• _Exercise task_
Copy the lines of the items below word for word, starting at the line containing "Spot the cream-colored" and ending at the line containing "Spot the orange-brown", with both of those lines included.

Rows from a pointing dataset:
§

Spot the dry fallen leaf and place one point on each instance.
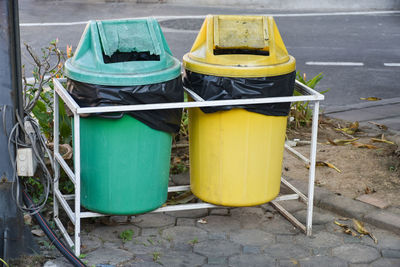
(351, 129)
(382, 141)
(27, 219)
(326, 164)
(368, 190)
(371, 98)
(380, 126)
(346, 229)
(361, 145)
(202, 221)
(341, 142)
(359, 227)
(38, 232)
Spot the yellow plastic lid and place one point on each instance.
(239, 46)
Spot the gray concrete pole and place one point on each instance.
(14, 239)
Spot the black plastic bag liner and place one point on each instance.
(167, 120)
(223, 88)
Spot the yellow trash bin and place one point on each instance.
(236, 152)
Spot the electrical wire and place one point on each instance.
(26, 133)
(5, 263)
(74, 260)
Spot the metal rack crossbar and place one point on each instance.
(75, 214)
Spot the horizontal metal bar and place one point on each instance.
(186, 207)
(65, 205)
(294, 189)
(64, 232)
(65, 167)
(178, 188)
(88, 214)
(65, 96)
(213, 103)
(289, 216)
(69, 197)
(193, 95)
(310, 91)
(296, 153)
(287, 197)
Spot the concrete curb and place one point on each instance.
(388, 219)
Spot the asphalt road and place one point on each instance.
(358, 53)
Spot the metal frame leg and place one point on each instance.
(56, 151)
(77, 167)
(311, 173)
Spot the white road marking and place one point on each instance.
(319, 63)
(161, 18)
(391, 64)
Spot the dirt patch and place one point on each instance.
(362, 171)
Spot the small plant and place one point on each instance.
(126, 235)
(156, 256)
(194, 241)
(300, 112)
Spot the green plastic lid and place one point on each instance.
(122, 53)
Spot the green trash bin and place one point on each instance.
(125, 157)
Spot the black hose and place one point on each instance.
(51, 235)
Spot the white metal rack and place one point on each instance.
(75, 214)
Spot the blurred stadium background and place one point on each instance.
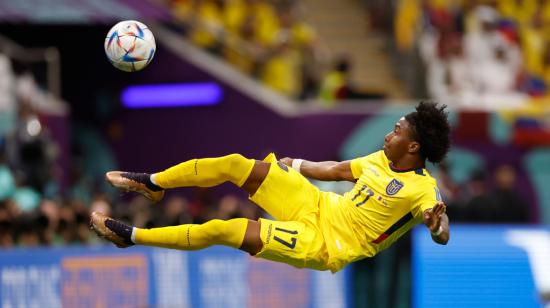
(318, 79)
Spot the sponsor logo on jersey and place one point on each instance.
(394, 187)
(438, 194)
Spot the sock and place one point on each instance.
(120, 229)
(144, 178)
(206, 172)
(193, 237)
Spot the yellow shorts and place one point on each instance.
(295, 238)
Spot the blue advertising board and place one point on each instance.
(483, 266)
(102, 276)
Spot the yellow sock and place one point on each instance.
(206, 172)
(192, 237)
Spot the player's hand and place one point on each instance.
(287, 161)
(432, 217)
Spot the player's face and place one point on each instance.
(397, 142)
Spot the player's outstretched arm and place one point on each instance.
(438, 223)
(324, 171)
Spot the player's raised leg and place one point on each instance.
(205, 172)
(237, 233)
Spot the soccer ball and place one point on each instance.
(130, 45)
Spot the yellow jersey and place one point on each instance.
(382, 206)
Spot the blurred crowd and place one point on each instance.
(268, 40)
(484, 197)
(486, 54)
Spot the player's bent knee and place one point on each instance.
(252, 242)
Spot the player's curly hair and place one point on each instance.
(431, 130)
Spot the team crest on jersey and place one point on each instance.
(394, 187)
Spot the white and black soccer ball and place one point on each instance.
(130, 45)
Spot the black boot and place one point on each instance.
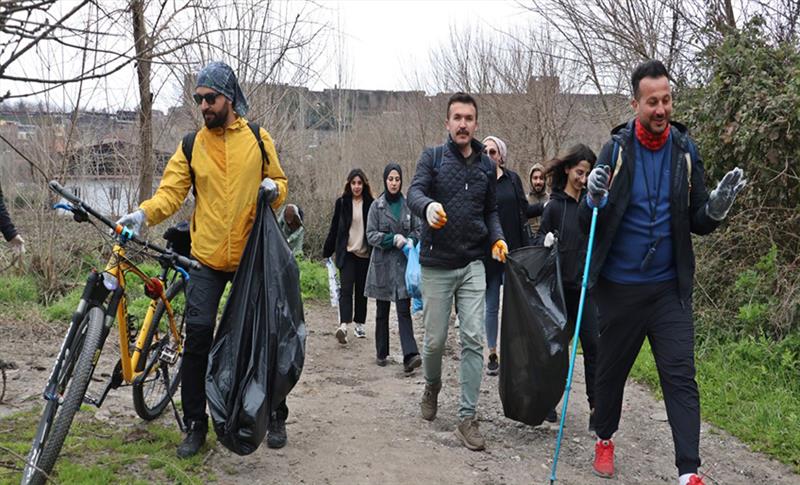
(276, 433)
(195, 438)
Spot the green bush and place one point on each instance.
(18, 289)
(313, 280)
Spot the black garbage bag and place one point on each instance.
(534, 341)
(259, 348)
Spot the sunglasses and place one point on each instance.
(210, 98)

§

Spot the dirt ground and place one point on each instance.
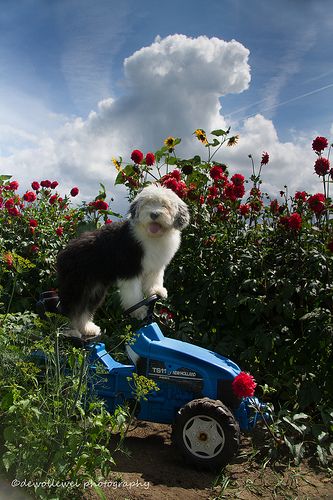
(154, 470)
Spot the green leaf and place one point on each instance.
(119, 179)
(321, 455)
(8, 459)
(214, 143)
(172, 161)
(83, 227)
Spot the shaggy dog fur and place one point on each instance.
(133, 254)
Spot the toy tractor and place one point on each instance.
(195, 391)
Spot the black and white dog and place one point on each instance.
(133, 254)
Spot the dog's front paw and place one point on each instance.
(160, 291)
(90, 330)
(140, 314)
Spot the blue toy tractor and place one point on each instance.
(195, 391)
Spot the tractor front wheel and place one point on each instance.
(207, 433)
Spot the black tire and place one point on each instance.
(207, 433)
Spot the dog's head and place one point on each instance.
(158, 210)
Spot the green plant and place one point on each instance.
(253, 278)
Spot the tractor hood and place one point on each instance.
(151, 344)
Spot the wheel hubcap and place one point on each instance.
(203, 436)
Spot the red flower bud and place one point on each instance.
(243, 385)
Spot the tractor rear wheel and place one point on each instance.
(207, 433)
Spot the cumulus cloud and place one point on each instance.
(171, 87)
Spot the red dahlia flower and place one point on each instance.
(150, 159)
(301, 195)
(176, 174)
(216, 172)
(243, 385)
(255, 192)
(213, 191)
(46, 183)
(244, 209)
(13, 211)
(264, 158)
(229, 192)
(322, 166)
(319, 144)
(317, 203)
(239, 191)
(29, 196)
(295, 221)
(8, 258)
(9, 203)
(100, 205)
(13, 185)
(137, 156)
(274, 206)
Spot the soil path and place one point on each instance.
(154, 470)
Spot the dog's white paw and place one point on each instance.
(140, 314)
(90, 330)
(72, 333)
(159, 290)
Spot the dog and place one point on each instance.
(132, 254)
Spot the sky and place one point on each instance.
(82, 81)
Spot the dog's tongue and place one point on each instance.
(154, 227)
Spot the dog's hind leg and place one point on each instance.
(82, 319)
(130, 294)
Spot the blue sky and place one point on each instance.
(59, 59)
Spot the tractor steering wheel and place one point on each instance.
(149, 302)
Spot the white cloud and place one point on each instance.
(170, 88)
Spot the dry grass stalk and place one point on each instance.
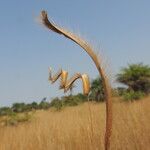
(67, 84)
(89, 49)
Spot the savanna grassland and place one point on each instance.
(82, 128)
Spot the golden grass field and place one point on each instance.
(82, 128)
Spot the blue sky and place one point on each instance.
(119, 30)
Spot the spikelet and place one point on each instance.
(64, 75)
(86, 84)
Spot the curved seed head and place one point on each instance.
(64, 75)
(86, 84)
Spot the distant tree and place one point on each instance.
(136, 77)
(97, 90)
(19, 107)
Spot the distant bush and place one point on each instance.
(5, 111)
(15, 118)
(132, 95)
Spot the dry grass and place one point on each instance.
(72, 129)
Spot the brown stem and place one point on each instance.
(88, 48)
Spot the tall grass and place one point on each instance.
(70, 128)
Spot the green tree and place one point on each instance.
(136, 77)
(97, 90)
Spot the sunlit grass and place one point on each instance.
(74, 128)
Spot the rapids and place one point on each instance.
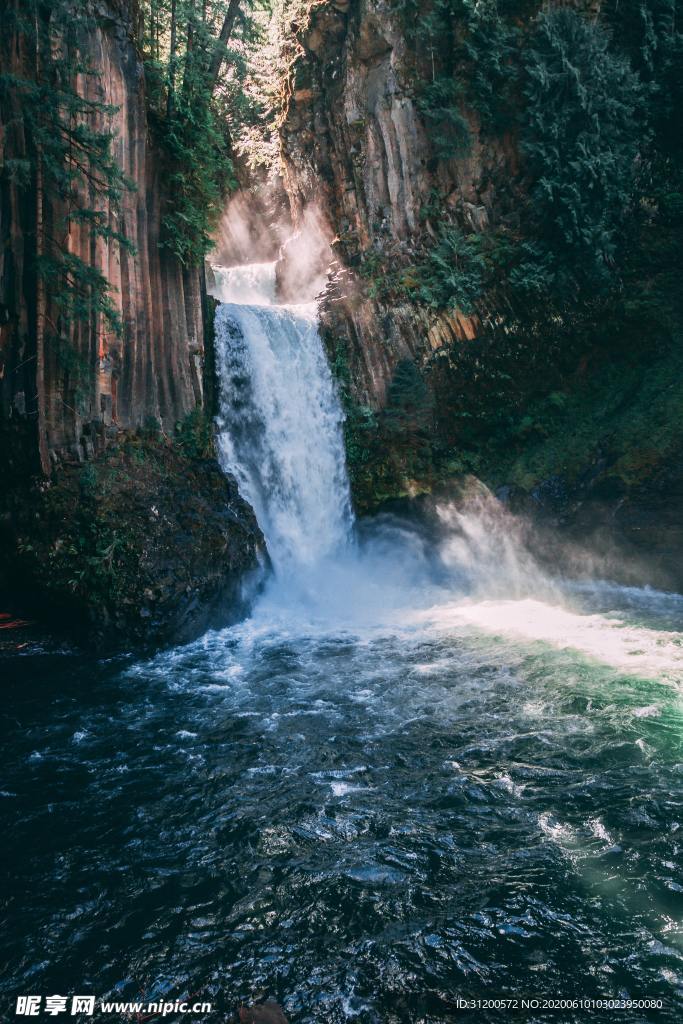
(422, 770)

§

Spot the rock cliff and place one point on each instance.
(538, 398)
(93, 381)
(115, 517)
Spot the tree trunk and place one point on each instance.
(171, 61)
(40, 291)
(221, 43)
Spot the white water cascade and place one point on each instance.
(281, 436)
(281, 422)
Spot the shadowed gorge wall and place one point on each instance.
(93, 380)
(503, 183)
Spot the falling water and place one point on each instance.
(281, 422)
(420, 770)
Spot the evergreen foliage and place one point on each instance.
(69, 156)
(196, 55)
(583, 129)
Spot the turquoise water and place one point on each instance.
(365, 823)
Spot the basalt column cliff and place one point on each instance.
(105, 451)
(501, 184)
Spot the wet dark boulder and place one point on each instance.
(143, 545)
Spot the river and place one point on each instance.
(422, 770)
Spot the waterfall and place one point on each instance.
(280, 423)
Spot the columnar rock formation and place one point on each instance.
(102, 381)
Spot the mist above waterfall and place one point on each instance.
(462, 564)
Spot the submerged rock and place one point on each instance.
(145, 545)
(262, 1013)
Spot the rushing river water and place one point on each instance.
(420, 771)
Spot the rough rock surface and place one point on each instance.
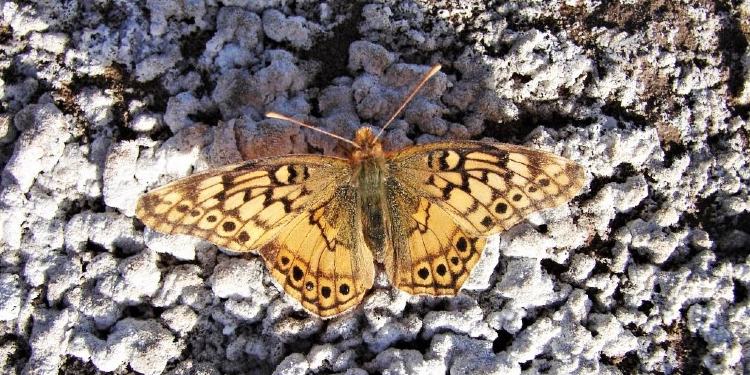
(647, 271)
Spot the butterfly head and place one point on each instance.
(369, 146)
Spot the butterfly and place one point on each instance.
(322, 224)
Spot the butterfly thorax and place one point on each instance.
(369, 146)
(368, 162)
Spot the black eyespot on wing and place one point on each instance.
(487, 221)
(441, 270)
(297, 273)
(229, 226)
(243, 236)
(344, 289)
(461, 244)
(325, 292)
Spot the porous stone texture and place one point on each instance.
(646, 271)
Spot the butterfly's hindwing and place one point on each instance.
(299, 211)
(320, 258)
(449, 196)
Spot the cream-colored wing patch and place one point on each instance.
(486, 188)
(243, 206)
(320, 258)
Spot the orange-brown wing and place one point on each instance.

§

• _Exercise answer_
Spot the cream-colored wing patch and place one point on each instance.
(486, 188)
(243, 206)
(320, 258)
Spot the orange-brown wing and place one point on each instance.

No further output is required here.